• **GIVEN PASSAGE**:
--- --- ---

The blood pressure in the arteries of the lungs (pulmonary arteries) is normally much lower than the blood pressure in the rest of the body. Before a baby is born the muscle surrounding the pulmonary arteries is tightly constricted resulting in a very high pressure in these arteries. After birth the arteries dilate and the pressure drops. In persistent pulmonary hypertension of the newborn this drop in pulmonary blood pressure, for a variety of reasons, fails to occur.
Magnesium sulfate is able to dilate constricted muscles of the type in the pulmonary arteries. However, its action is not specific and when given via an intravenous infusion, it will act on other muscles in the body including other arteries. This means that even if it were found to be effective in pulmonary hypertension, unwanted actions in other parts of the body might be a problem.
This review found that the use of magnesium sulfate for persistent pulmonary hypertension of the newborn has not been tested by randomized controlled trials. Evidence from uncontrolled studies is extremely limited but since the little evidence that does exist suggests a potential benefit, randomized controlled trials are recommended.
On the basis of the current lack of evidence, the use of magnesium sulphate cannot be recommended in the treatment of PPHN. Randomised controlled trials are recommended.
Persistent pulmonary hypertension of the newborn (PPHN) occurs in approximately 1.9 per 1000 newborns and may be more frequent in developing countries. There is strong evidence for the use of inhaled nitric oxide (iNO) and extracorporeal membrane oxygenation (ECMO) in the treatment of PPHN. However, many developing countries do not have access or the technical expertise required for these expensive therapies. Magnesium sulfate is a potent vasodilator and hence has the potential to reduce the high pulmonary arterial pressures associated with PPHN. If magnesium sulfate were found to be effective in the treatment of PPHN, this could be a cost effective and potentially life-saving therapy.

--- --- ---

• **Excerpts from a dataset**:
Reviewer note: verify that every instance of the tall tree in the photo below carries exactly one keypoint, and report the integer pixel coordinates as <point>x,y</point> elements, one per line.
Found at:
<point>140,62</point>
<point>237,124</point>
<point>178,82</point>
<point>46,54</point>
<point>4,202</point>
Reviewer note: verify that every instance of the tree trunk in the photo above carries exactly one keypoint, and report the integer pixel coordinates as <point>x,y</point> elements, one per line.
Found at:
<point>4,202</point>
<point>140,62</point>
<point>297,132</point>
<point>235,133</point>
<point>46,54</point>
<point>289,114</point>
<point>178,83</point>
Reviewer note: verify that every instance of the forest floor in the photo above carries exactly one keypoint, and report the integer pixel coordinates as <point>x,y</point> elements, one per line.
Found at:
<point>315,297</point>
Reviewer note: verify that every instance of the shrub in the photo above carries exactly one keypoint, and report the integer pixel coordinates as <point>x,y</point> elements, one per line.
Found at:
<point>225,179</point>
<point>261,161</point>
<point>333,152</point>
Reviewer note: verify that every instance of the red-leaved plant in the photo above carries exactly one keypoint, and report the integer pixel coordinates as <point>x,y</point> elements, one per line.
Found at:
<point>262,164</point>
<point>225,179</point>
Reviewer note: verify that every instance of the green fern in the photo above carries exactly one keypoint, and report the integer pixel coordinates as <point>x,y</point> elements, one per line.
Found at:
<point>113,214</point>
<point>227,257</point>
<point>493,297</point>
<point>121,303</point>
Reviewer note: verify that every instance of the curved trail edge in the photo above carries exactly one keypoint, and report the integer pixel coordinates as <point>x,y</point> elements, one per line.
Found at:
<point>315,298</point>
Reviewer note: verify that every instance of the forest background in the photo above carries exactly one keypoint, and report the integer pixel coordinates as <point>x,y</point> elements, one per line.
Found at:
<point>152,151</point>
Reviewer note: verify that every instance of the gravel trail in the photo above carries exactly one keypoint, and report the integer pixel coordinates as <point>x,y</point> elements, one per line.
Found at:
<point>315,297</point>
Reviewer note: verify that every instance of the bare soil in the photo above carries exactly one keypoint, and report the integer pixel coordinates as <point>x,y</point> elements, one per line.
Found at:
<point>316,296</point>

--- --- ---

• **YOUR INSTRUCTIONS**: What treatments for persistent pulmonary hypertension of the newborn does the passage on that condition name?

• **SOLUTION**:
- Magnesium sulfate
- Inhaled nitric oxide (iNO)
- Extracorporeal membrane oxygenation (ECMO)